**PROMPT 1**
Turn the paragraph of the pectinase passage that begins "The optimization results for media components" into a short list that keeps its main findings.
**PROMPT 2**
Duplicate the pectinase passage word for word, everything from "3.6. Model Validation" down to "for pectinase activity.".

**PASSAGE SHOWN**
+ + + + + + +

The optimization results for media components obtained from the Minitab optimizer showed maximum pectinase activity of 105.65 ± 0.31 IU/mL for 10.63 g orange peel, 3.96 g/L peptone, 2.07 g/L KH₂PO₄, and 2.10 g/L NaH₂PO₄. Pectinase activity increased by 2.34 folds on optimization of the media components by RSM-CCD. Sharma et al. [74] observed an increase in enzyme activity by a novel strain Pseudozyma sp. SPJ from 71.19 IU/g to 1215.66 IU/g dry substrates when optimized by CCD, which showed a 17-fold increase in yield. Ajayi et al. [61] claimed an improvement in pectinase production by Aspergillus niger when the parameters were optimized by RSM and CCD. According to Govindaraji and Vuppu [67], the media optimization by RSM produced a maximum pectinase activity of 170.05 U/mL by an isolated novel strain, Streptomyces fumigatiscleroticus VIT-SP4, for orange pectin—0.75%, starch—1.17%, and yeast extract—2%. Ahmed and Rahman [27], in their work on optimization using the Box–Behken design (BBD), reported the highest pectinase activity of 1.292 U/mL, an increase of 6.04-fold at 4.5 g/L peptone and 2.5% orange peel. Ahmed et al. [16] reported the highest pectinase activity of 0.6178 μmol/mL using Aspergillus niger-ATCC 1640 under the BBD optimized conditions of (NH₄)₂SO₄ (2.7 g/L), urea (0.5 g/L), and satkara peel (8.4 g/L).

3.6. Model Validation

To validate the model sufficiency, experiments were conducted in triplicate in the laboratory within the experimental range to verify the predicted optima. The experimental results were in concurrence with the predicted value and confirmed the model to be adequate. The optimal values of different media parameters were obtained from the Minitab optimizer, which is shown in

Table 13. Media components optimal values for pectinase activity.

+ + + + + + +

**INFORMATION SHOWN**
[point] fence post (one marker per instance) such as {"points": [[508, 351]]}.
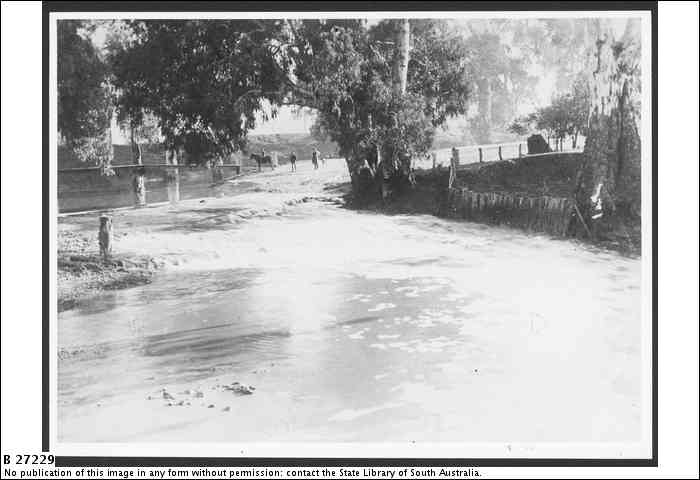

+ + + + + + +

**RESULT 1**
- Minitab optimizer: the highest pectinase activity was 105.65 ± 0.31 IU/mL. It came from 10.63 g orange peel, 3.96 g/L peptone, 2.07 g/L KH₂PO₄ and 2.10 g/L NaH₂PO₄. This was a 2.34-fold increase after RSM-CCD optimization.
- Sharma et al. [74]: with CCD, enzyme activity from the novel strain Pseudozyma sp. SPJ rose from 71.19 IU/g to 1215.66 IU/g dry substrate, a 17-fold increase.
- Ajayi et al. [61]: optimizing the parameters with RSM and CCD improved pectinase production by Aspergillus niger.
- Govindaraji and Vuppu [67]: RSM gave a maximum of 170.05 U/mL from the novel strain Streptomyces fumigatiscleroticus VIT-SP4. The media held 0.75% orange pectin, 1.17% starch and 2% yeast extract.
- Ahmed and Rahman [27]: BBD gave the highest activity, 1.292 U/mL. This was a 6.04-fold increase, at 4.5 g/L peptone and 2.5% orange peel.
- Ahmed et al. [16]: Aspergillus niger-ATCC 1640 reached 0.6178 μmol/mL under BBD conditions of (NH₄)₂SO₄ 2.7 g/L, urea 0.5 g/L and satkara peel 8.4 g/L.

**RESULT 2**
3.6. Model Validation

To validate the model sufficiency, experiments were conducted in triplicate in the laboratory within the experimental range to verify the predicted optima. The experimental results were in concurrence with the predicted value and confirmed the model to be adequate. The optimal values of different media parameters were obtained from the Minitab optimizer, which is shown in

Table 13. Media components optimal values for pectinase activity.